[DIRECTIVE] Write out, as a numbered list, the lines below from the line with "tree --coords pixels" to the line with "52), (195, 49)]", including both, and leave out any blank lines.

[PROVIDED DATA]
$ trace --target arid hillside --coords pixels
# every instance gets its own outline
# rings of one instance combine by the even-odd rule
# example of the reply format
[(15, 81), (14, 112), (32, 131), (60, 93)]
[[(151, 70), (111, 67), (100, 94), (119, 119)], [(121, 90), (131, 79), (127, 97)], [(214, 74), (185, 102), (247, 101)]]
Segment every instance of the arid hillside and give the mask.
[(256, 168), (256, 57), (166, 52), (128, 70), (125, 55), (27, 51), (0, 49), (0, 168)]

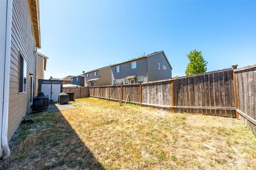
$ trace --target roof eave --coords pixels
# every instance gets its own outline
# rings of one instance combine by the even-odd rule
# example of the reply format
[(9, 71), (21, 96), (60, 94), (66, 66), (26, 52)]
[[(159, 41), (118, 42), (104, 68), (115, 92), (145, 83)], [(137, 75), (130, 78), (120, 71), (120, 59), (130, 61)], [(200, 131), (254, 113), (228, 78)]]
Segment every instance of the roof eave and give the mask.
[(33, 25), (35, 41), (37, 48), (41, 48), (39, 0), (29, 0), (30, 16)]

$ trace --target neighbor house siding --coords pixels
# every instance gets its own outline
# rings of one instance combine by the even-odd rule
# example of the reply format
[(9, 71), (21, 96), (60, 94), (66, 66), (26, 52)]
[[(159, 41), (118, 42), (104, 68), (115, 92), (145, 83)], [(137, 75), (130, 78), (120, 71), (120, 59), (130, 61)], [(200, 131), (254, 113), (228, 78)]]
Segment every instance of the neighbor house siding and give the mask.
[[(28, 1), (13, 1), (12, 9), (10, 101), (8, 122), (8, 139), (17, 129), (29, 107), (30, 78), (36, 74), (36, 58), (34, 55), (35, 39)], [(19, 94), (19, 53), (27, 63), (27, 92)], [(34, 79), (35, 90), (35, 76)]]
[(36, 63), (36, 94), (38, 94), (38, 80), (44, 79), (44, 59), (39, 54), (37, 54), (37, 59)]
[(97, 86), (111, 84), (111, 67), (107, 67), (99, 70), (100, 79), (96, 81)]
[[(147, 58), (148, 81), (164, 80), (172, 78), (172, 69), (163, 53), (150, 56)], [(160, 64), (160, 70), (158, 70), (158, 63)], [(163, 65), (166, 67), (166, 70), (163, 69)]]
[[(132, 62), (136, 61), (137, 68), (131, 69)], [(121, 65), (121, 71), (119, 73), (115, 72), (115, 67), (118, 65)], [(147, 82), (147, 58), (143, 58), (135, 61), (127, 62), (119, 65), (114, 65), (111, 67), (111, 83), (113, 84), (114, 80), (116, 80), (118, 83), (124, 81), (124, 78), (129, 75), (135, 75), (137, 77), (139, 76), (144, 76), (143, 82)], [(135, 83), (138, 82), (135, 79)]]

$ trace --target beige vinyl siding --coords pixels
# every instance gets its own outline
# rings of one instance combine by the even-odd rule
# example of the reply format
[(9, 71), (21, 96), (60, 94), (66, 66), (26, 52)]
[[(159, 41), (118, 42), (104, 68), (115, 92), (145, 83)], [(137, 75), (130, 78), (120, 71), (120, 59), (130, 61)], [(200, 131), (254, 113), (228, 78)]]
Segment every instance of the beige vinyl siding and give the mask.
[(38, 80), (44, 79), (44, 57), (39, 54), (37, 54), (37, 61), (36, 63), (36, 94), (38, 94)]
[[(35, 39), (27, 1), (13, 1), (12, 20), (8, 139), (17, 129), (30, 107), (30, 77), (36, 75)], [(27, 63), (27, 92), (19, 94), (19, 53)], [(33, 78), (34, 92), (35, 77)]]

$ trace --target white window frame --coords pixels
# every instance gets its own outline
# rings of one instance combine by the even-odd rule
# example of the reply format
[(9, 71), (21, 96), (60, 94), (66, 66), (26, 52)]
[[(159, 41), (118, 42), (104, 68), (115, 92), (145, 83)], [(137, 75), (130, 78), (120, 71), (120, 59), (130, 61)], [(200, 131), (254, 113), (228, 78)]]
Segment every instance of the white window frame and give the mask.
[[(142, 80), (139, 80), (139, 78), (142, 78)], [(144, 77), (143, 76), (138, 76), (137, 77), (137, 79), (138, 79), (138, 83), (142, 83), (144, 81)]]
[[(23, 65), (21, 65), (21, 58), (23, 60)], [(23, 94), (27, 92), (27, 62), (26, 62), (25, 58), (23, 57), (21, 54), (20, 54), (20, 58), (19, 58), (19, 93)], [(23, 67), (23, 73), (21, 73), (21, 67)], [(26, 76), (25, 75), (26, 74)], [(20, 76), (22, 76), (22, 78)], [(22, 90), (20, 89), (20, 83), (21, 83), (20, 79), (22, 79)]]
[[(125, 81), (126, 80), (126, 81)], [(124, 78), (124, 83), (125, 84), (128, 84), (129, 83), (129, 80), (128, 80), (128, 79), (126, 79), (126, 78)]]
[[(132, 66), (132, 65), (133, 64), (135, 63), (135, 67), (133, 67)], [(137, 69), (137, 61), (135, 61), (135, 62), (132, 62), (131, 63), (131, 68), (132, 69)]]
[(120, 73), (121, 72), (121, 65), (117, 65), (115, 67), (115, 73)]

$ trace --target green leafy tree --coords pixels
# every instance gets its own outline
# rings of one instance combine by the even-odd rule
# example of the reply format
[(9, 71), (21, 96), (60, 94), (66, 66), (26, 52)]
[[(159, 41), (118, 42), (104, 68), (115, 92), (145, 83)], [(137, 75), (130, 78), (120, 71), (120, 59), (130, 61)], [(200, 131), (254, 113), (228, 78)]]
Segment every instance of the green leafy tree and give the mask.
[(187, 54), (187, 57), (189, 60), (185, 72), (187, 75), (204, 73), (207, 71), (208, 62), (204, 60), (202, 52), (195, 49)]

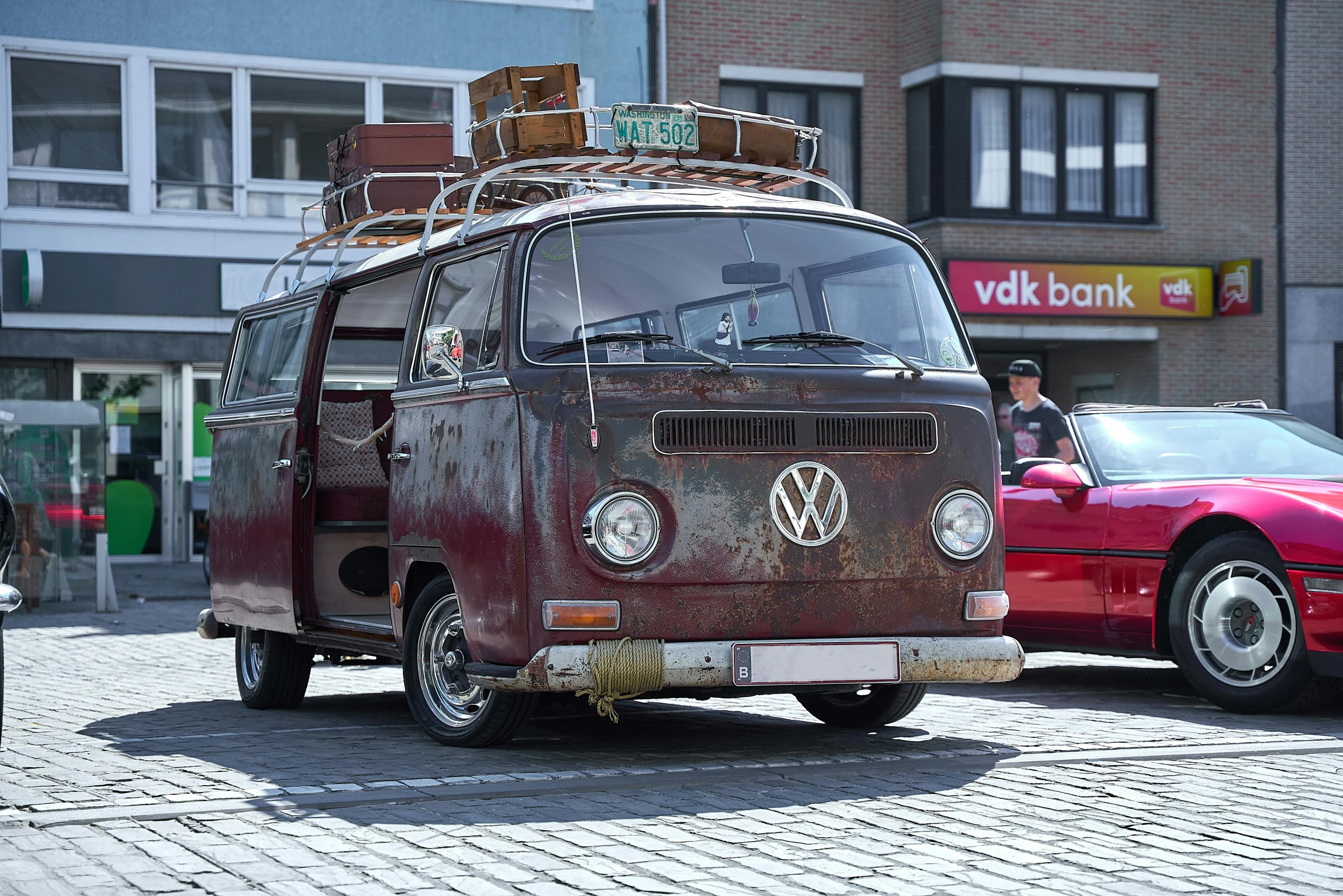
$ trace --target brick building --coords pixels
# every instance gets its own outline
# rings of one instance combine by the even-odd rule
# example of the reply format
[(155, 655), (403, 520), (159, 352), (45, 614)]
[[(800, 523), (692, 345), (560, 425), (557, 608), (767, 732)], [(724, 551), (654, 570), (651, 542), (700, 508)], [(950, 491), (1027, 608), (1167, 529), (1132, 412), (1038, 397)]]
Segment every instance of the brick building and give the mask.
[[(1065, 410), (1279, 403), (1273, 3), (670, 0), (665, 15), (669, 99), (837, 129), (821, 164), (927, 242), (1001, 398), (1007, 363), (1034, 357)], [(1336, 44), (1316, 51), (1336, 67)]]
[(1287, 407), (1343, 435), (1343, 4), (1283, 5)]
* * *
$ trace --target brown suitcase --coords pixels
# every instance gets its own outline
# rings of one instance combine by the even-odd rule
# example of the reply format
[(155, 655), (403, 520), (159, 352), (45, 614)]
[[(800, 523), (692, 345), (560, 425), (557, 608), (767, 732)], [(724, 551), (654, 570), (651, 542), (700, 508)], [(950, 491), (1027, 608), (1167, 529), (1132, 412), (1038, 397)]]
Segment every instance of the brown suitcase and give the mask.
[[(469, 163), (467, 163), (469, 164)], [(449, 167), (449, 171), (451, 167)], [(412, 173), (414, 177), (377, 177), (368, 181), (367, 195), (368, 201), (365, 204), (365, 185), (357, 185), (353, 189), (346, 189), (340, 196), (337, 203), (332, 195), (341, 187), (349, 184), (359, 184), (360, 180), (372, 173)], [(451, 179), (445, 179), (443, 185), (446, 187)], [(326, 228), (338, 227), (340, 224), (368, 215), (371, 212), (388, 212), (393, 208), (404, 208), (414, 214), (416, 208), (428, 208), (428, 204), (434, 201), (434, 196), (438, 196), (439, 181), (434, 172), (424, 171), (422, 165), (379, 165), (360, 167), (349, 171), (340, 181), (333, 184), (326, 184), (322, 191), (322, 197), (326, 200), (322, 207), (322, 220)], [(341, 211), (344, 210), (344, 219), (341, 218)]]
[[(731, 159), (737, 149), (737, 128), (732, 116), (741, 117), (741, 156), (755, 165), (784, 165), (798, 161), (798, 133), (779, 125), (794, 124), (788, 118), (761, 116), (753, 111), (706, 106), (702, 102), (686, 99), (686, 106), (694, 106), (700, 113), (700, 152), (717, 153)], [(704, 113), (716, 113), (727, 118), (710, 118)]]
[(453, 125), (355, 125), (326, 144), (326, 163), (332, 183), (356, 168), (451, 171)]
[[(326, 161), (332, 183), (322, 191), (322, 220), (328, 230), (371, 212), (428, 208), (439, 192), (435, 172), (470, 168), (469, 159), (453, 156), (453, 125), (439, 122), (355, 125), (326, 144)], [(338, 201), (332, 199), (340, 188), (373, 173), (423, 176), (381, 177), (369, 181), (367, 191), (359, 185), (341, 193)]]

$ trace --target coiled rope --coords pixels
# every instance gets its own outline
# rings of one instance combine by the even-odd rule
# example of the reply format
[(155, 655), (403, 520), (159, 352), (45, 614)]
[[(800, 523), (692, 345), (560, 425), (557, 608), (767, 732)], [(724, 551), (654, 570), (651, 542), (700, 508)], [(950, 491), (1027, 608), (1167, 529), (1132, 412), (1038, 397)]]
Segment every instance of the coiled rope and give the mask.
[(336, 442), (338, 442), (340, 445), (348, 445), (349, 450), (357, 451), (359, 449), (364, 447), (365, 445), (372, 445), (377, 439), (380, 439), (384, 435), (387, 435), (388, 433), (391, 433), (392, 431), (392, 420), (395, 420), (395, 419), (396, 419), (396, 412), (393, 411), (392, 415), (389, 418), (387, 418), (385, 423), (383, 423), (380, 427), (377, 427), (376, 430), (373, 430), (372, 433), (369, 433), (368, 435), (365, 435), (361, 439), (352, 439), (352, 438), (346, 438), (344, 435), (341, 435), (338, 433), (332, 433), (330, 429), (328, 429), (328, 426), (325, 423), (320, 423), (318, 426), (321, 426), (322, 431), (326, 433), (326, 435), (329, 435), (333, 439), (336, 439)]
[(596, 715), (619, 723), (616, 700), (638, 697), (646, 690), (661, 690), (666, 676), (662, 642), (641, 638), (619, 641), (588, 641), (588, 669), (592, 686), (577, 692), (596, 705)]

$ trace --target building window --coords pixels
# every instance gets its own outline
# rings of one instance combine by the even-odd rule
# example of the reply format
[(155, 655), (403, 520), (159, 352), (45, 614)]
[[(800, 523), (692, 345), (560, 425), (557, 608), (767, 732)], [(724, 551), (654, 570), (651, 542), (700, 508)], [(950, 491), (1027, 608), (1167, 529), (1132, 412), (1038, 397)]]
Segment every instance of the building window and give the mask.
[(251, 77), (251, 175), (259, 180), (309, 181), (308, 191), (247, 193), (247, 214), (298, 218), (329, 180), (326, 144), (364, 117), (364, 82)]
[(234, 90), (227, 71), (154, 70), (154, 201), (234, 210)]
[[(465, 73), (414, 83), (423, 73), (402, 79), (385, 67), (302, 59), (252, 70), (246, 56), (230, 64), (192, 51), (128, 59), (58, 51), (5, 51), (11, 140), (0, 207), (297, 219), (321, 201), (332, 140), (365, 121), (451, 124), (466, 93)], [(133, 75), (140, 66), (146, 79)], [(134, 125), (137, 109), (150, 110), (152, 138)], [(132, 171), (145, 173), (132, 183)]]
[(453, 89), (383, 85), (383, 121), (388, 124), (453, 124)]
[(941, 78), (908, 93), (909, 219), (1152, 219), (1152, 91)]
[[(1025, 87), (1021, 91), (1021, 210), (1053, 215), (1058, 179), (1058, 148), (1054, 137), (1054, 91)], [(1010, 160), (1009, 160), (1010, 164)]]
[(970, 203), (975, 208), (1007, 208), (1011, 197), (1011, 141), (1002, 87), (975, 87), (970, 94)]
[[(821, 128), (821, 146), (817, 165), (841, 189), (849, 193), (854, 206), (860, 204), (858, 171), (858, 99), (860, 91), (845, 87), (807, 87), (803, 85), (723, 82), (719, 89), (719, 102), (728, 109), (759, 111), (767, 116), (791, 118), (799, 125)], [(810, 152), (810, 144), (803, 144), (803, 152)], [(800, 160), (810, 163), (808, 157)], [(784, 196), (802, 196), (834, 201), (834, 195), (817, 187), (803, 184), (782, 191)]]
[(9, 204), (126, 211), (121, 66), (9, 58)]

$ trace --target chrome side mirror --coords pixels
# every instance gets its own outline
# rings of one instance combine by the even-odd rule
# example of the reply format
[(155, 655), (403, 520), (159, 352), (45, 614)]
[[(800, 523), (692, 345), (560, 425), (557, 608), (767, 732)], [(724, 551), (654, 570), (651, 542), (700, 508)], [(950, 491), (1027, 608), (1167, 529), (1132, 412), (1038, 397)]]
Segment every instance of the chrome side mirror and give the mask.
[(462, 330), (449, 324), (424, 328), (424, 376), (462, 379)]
==
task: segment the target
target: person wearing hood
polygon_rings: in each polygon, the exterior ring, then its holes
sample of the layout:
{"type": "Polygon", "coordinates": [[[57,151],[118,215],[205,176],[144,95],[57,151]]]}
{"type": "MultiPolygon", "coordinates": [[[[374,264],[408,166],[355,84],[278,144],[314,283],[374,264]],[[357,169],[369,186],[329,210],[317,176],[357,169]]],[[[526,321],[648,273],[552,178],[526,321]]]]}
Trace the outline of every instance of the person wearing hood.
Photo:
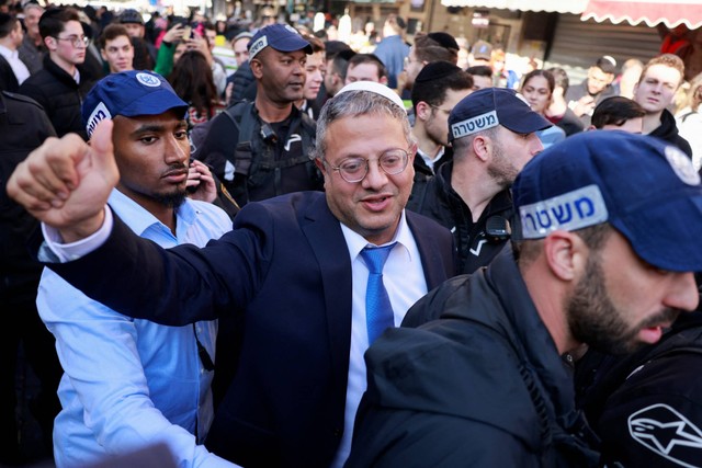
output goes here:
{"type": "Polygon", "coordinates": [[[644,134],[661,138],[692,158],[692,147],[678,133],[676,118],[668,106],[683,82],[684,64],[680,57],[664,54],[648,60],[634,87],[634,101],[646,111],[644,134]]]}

[RESPONSE]
1. $ trace --target green leafy tree --coords pixels
2. # every instance gets its own outline
3. # rings of one instance combine by the even-odd rule
4. # example of the reply format
5. [(9, 71), (21, 96), (60, 94), (66, 66), (26, 52)]
6. [[(159, 41), (118, 42), (104, 68), (115, 92), (145, 83)], [(137, 75), (130, 78), (120, 71), (120, 59), (130, 61)], [(200, 131), (254, 113), (228, 78)]]
7. Segment every instance of the green leafy tree and give the mask.
8. [(187, 54), (187, 57), (189, 60), (185, 72), (187, 75), (204, 73), (207, 71), (208, 62), (204, 60), (202, 52), (195, 49)]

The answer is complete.